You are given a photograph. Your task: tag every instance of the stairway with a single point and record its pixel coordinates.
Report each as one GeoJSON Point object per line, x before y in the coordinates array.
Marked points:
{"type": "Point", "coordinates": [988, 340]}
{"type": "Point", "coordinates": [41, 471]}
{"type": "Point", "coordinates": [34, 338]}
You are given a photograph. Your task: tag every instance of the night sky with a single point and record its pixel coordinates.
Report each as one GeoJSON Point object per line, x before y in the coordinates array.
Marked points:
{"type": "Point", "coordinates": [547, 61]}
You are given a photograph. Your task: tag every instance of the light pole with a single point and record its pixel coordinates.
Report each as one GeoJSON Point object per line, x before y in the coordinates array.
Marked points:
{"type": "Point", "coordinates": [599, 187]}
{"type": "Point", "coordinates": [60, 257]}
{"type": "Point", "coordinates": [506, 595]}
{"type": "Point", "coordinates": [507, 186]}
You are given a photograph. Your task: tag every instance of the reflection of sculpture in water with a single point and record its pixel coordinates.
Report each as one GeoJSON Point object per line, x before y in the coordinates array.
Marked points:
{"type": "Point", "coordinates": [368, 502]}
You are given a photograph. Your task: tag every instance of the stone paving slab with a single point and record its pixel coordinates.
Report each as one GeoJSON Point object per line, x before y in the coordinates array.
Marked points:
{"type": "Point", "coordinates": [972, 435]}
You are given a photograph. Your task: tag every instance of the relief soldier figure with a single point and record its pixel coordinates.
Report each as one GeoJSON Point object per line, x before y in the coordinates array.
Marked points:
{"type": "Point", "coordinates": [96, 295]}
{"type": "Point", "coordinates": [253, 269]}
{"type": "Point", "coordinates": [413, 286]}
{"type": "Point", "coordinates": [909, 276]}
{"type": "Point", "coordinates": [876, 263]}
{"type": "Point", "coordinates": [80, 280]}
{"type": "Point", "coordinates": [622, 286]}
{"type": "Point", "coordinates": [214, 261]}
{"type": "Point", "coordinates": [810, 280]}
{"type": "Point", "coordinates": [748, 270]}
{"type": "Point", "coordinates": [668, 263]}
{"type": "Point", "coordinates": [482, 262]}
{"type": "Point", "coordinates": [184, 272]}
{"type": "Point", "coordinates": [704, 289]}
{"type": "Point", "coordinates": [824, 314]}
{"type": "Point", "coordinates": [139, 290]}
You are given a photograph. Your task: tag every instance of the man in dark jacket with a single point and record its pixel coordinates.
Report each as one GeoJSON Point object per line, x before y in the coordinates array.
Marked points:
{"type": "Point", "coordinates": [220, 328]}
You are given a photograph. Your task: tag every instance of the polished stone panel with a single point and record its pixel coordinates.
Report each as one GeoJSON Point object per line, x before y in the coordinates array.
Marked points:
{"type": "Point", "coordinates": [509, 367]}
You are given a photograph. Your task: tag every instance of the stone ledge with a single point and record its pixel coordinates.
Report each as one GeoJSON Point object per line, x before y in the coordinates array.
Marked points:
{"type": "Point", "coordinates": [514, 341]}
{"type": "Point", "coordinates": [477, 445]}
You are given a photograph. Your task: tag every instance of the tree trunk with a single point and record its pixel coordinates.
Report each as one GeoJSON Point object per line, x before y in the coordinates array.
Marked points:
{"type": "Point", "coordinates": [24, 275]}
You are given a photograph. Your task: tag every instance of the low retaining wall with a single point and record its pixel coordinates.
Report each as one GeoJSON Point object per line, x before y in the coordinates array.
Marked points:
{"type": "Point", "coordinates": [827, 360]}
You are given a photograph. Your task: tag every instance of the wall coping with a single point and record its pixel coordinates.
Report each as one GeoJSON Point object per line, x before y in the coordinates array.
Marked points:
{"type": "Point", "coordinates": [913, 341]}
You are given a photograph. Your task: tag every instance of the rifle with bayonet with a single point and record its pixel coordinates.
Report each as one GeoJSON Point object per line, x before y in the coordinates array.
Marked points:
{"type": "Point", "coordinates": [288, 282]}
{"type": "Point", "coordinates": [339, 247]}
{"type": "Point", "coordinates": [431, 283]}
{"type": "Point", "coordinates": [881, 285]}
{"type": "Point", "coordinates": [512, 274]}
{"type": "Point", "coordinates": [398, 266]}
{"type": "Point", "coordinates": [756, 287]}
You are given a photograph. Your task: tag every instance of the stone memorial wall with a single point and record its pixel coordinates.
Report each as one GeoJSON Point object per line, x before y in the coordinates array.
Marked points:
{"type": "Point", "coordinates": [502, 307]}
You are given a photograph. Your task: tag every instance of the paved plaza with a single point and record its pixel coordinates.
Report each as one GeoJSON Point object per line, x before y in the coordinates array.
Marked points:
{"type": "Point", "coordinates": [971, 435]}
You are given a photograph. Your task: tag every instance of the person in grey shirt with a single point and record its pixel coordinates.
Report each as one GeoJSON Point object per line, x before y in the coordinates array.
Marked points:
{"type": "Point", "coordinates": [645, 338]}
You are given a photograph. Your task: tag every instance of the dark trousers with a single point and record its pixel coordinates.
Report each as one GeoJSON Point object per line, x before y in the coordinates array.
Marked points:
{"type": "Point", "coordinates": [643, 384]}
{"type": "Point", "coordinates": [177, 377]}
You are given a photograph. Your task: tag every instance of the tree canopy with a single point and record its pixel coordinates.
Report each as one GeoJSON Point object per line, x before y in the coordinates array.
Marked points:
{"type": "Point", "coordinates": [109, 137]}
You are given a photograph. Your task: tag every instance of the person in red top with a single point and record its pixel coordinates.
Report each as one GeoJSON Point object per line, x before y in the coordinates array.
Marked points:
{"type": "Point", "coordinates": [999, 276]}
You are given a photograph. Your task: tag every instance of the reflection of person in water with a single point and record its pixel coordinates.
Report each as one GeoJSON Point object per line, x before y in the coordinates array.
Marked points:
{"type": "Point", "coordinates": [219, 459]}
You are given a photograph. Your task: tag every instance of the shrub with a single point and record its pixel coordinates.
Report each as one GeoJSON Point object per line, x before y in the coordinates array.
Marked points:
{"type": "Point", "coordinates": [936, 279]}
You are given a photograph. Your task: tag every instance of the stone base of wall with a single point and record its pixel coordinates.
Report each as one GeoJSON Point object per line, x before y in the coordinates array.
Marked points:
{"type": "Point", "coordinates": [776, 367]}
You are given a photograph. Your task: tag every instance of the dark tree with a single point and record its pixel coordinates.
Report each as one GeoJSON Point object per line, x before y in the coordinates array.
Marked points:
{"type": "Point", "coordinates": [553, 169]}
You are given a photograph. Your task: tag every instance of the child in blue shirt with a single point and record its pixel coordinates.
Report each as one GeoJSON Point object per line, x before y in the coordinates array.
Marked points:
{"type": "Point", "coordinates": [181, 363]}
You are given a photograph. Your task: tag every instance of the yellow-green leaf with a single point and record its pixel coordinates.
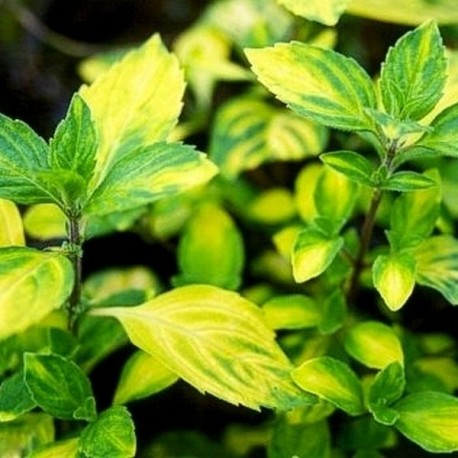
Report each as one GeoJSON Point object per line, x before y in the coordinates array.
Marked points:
{"type": "Point", "coordinates": [32, 284]}
{"type": "Point", "coordinates": [320, 84]}
{"type": "Point", "coordinates": [374, 344]}
{"type": "Point", "coordinates": [135, 102]}
{"type": "Point", "coordinates": [332, 380]}
{"type": "Point", "coordinates": [11, 230]}
{"type": "Point", "coordinates": [327, 12]}
{"type": "Point", "coordinates": [45, 221]}
{"type": "Point", "coordinates": [211, 250]}
{"type": "Point", "coordinates": [215, 340]}
{"type": "Point", "coordinates": [409, 12]}
{"type": "Point", "coordinates": [437, 266]}
{"type": "Point", "coordinates": [313, 252]}
{"type": "Point", "coordinates": [394, 278]}
{"type": "Point", "coordinates": [142, 376]}
{"type": "Point", "coordinates": [430, 419]}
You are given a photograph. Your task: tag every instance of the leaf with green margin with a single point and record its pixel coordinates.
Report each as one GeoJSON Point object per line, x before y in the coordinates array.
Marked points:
{"type": "Point", "coordinates": [353, 165]}
{"type": "Point", "coordinates": [429, 419]}
{"type": "Point", "coordinates": [11, 229]}
{"type": "Point", "coordinates": [292, 311]}
{"type": "Point", "coordinates": [295, 439]}
{"type": "Point", "coordinates": [15, 398]}
{"type": "Point", "coordinates": [215, 340]}
{"type": "Point", "coordinates": [111, 434]}
{"type": "Point", "coordinates": [313, 252]}
{"type": "Point", "coordinates": [440, 141]}
{"type": "Point", "coordinates": [408, 181]}
{"type": "Point", "coordinates": [59, 387]}
{"type": "Point", "coordinates": [326, 12]}
{"type": "Point", "coordinates": [437, 266]}
{"type": "Point", "coordinates": [136, 102]}
{"type": "Point", "coordinates": [414, 73]}
{"type": "Point", "coordinates": [23, 161]}
{"type": "Point", "coordinates": [67, 448]}
{"type": "Point", "coordinates": [211, 250]}
{"type": "Point", "coordinates": [333, 381]}
{"type": "Point", "coordinates": [142, 376]}
{"type": "Point", "coordinates": [248, 132]}
{"type": "Point", "coordinates": [74, 144]}
{"type": "Point", "coordinates": [373, 344]}
{"type": "Point", "coordinates": [320, 84]}
{"type": "Point", "coordinates": [386, 388]}
{"type": "Point", "coordinates": [394, 278]}
{"type": "Point", "coordinates": [407, 12]}
{"type": "Point", "coordinates": [149, 173]}
{"type": "Point", "coordinates": [32, 284]}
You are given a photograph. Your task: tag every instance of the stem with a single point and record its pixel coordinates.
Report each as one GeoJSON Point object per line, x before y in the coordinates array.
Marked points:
{"type": "Point", "coordinates": [75, 242]}
{"type": "Point", "coordinates": [366, 235]}
{"type": "Point", "coordinates": [368, 226]}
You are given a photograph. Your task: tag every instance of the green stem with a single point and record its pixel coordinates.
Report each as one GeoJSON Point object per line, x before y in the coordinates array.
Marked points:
{"type": "Point", "coordinates": [368, 227]}
{"type": "Point", "coordinates": [366, 235]}
{"type": "Point", "coordinates": [75, 241]}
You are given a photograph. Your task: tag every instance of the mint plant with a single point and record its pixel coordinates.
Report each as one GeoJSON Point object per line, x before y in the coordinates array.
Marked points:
{"type": "Point", "coordinates": [307, 324]}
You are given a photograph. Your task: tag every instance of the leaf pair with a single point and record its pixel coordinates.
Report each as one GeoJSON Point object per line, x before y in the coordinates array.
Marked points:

=-=-=-=-=

Once every line of the listing that contains "tree" has been counted, give the total and nothing else.

■ RESPONSE TO THE EXERCISE ■
3